[GIVEN PASSAGE]:
┄┄┄┄┄┄┄┄┄┄┄┄┄┄┄┄┄┄┄┄

She said the IMF is “like ship that is steady in choppy waters” and to continue to be steady, asked its members in October to increase by 50 per cent the quota that they to the financial institution.
Quota is the resource that the IMF is empowered to deploy and depends on the needs of the members.
“And despite the fragmented world we operate in, we did receive the support for 50 per cent increase in our quota. This is about US$360 billion lending capacity for a world that very likely we will have countries continuing to to need that.”
She said the IMF has to there for its members, but crucially, be there for members that are in “direst need of support, meaning that we have gone very actively to increase the capacity for the fund to provide concessional finance for low-income countries.
“And this is the group I’m mostly worried about. We offer zero per cent interest rate loans. And now we have mobilised enough lending capacity. For now, we have enough subsidy capacity to respond to demand.”
The IMF has also created a long term financing instrument called Resilience and Sustainability Trust, which offers concessional financing to low-income countries and to vulnerable middle-income countries that are threatened by climate risks.
It has 20-year repayment period after 10.5 years’ grace.

┄┄┄┄┄┄┄┄┄┄┄┄┄┄┄┄┄┄┄┄

[GIVEN DATA]:

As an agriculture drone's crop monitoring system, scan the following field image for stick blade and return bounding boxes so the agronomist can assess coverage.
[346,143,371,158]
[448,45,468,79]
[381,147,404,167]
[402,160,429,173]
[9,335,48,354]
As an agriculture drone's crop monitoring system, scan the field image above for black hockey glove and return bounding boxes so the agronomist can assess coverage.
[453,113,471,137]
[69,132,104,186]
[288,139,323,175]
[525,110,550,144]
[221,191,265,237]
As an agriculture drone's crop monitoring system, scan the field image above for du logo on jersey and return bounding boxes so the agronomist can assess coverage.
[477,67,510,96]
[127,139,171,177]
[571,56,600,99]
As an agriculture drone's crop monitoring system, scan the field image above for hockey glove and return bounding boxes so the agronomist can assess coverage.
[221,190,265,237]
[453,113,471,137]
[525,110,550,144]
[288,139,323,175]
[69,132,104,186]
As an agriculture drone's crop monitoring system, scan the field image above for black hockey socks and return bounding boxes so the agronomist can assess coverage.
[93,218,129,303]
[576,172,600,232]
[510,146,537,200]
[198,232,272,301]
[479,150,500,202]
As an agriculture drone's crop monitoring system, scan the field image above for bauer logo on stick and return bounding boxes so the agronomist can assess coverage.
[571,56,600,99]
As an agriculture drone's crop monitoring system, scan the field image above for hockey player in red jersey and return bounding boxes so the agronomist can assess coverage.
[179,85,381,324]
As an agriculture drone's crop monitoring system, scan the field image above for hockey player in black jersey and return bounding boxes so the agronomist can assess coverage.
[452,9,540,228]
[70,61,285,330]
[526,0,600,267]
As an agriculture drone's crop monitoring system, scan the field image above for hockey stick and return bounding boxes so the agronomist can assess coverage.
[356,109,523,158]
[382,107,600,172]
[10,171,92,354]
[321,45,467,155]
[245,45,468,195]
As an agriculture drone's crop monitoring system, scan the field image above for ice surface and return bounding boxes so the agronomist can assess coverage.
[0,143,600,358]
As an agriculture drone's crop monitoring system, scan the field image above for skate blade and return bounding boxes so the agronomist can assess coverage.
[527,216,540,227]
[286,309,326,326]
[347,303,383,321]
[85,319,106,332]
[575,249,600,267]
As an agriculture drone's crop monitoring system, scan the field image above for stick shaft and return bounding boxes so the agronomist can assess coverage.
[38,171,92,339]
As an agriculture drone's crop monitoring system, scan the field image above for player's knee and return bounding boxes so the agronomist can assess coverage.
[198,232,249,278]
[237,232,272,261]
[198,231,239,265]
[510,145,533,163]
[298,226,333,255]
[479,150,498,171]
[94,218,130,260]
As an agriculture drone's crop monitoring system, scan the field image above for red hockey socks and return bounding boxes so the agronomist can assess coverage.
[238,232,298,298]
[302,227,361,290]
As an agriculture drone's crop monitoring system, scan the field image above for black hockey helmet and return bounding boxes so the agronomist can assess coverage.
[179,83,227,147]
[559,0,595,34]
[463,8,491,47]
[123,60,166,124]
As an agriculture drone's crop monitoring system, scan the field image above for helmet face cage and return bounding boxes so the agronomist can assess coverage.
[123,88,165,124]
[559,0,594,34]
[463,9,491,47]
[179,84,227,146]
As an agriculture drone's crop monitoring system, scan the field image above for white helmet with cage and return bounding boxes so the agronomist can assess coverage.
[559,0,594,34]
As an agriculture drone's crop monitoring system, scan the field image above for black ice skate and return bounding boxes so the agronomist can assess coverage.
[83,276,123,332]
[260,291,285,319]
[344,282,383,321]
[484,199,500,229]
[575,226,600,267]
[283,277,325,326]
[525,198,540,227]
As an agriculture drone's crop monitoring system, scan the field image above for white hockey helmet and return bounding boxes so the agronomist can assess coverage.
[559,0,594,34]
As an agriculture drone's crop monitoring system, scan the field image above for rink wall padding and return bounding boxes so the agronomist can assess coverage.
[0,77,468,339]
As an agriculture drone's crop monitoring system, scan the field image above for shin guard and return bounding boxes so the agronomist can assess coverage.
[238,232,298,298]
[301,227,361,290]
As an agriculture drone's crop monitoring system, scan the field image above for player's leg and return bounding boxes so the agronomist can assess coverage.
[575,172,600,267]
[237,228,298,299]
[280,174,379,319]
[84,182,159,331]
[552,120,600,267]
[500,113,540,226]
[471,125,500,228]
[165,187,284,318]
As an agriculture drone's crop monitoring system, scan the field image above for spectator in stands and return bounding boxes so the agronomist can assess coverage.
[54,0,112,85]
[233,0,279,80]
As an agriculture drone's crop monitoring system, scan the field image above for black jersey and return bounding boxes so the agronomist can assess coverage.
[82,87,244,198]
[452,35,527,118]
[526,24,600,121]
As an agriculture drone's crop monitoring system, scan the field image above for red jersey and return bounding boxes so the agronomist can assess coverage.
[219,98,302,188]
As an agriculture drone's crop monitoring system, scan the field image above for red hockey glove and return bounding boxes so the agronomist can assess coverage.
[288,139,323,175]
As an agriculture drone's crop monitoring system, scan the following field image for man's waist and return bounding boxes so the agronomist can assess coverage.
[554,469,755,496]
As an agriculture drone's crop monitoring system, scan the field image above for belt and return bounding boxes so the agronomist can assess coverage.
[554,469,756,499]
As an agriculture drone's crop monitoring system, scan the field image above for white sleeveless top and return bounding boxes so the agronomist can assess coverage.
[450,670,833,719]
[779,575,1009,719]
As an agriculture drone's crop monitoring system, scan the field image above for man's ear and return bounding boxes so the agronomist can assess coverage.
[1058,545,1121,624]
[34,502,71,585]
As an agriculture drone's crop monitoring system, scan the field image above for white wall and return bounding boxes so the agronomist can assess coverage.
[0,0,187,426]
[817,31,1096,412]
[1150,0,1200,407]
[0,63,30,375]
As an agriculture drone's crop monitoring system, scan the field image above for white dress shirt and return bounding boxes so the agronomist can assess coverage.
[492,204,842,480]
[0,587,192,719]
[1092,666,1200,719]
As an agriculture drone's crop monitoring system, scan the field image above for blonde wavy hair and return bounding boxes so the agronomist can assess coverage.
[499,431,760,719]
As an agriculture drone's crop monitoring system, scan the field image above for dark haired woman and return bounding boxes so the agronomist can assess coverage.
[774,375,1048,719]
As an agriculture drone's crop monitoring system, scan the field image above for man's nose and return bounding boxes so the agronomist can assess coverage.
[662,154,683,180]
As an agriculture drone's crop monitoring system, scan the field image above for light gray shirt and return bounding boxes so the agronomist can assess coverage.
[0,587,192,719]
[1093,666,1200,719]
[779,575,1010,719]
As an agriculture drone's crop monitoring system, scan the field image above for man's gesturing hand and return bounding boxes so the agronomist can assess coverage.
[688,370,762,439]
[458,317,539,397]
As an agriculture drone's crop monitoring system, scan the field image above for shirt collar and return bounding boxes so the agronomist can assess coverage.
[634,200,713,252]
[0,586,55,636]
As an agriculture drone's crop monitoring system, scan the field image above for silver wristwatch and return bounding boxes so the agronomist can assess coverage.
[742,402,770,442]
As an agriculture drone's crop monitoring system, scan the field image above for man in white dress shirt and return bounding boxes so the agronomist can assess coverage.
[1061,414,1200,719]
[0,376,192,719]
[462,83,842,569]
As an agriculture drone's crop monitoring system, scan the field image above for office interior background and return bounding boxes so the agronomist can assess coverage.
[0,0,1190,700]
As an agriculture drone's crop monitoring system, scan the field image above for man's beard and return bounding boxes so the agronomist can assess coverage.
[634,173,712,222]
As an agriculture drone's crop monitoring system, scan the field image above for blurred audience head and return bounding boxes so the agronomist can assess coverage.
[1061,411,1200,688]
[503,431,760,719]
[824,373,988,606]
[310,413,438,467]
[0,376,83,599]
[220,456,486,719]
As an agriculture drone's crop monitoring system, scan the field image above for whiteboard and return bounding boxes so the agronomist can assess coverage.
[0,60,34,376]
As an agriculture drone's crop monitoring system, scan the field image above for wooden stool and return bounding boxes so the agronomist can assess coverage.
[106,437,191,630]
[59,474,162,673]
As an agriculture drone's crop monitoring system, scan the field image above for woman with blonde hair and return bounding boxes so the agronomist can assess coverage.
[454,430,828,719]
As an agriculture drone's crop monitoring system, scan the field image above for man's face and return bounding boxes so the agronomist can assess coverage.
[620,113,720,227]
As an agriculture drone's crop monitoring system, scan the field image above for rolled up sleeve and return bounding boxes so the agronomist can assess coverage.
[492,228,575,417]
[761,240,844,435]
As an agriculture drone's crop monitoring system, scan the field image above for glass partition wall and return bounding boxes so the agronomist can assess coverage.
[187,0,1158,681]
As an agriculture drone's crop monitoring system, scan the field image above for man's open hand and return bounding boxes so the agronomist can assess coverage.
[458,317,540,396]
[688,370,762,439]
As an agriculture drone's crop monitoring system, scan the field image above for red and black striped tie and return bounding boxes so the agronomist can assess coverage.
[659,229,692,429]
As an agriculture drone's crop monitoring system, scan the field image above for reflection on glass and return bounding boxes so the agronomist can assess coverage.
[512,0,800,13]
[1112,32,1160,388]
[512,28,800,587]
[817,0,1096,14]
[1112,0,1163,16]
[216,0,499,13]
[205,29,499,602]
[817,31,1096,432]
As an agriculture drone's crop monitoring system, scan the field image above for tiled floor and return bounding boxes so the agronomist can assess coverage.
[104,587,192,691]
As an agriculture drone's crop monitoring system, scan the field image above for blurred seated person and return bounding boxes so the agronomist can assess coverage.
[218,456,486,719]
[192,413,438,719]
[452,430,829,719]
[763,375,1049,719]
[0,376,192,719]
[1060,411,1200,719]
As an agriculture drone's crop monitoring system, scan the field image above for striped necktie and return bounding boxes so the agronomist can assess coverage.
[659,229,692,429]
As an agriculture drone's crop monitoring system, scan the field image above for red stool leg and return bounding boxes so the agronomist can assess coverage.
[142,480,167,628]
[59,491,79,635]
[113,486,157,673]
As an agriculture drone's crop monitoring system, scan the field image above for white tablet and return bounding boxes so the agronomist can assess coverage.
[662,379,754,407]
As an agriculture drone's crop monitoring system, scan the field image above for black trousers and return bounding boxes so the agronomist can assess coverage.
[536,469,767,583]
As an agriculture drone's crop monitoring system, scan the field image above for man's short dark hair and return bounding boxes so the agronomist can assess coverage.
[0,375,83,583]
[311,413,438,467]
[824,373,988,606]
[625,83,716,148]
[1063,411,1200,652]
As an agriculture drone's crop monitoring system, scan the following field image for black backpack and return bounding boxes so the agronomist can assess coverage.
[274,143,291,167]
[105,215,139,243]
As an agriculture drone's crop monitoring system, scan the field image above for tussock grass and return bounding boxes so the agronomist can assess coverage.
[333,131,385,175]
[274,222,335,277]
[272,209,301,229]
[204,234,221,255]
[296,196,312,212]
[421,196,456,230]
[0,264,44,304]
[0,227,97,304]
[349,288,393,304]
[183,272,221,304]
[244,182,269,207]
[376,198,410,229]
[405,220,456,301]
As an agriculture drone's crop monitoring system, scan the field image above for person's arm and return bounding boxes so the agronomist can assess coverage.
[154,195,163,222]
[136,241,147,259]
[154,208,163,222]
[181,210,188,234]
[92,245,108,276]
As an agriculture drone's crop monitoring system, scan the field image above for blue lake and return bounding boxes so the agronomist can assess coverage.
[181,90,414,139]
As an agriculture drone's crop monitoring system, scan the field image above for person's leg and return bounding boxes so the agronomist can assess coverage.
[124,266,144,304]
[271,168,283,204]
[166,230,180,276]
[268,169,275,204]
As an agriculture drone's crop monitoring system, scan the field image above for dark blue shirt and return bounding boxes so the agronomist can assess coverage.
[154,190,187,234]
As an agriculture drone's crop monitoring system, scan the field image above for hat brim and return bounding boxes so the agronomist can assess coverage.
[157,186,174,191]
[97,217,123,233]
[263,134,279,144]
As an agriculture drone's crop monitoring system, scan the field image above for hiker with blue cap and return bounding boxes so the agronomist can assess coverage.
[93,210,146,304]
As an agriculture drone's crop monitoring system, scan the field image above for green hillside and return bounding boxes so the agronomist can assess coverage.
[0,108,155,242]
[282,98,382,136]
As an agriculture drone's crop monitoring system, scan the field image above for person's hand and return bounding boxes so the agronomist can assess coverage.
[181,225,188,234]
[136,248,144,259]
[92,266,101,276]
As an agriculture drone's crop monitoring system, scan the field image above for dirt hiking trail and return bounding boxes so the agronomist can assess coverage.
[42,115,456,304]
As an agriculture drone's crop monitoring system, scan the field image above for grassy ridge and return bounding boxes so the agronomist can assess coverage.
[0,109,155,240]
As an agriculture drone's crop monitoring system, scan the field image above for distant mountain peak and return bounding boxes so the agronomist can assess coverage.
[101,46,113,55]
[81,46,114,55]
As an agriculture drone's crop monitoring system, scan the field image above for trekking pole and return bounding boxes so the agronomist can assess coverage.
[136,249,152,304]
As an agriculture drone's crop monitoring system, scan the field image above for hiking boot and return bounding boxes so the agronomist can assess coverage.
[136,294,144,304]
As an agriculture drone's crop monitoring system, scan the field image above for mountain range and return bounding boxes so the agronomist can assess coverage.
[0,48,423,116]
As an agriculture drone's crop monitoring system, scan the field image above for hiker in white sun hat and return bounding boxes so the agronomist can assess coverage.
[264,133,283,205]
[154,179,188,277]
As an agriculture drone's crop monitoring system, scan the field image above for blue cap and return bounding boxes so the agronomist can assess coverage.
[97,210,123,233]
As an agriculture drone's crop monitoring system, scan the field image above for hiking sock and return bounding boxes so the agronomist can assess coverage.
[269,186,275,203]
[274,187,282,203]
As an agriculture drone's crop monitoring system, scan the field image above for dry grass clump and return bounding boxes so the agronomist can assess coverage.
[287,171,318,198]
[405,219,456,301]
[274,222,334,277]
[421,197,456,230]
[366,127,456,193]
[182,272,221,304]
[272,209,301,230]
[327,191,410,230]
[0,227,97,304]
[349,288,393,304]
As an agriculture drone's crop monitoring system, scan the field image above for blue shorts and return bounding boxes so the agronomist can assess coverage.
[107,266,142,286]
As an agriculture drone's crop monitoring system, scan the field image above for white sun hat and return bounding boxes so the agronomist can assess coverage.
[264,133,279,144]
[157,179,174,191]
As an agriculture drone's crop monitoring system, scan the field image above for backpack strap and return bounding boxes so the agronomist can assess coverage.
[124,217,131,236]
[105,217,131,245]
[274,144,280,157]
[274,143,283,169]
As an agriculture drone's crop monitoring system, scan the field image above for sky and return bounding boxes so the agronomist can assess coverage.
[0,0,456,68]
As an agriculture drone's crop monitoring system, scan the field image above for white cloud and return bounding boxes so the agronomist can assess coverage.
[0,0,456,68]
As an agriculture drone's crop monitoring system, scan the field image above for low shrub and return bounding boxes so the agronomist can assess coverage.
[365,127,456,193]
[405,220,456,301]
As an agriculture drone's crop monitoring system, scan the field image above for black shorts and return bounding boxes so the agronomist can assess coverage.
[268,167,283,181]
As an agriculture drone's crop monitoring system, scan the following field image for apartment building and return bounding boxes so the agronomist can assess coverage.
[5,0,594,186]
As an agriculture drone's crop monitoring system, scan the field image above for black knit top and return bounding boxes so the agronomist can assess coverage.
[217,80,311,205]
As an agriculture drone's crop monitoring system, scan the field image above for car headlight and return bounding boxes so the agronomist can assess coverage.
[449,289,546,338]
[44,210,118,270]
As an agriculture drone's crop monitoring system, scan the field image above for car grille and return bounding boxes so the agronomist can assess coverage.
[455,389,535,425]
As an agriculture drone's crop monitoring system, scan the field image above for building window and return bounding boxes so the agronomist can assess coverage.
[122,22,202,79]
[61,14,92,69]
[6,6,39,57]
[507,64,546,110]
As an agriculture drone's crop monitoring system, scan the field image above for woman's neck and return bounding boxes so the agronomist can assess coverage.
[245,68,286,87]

┄┄┄┄┄┄┄┄┄┄┄┄┄┄┄┄┄┄┄┄

[INSTRUCTIONS]:
(a) Could you reproduce everything in the IMF passage from "She said the IMF is" down to "the financial institution."?
(b) How would you summarize the IMF passage in two sentences?
(c) Answer these questions on the IMF passage:
(i) What does the quota depend on?
(ii) What interest rate do the IMF's loans to low-income countries carry?
(iii) What are the repayment period and grace period of the Resilience and Sustainability Trust?

[RESULTS]:
(a)
She said the IMF is “like ship that is steady in choppy waters” and to continue to be steady, asked its members in October to increase by 50 per cent the quota that they to the financial institution.

(b) The IMF asked its members in October to increase its quota by 50 percent and received support for that increase, which amounts to about US$360 billion in lending capacity. It has also worked to expand concessional finance for low-income countries, including zero percent interest loans, and created the Resilience and Sustainability Trust for low-income countries and vulnerable middle-income countries threatened by climate risks.

(c)
(i) The needs of the members.
(ii) Zero percent.
(iii) A 20-year repayment period after 10.5 years' grace.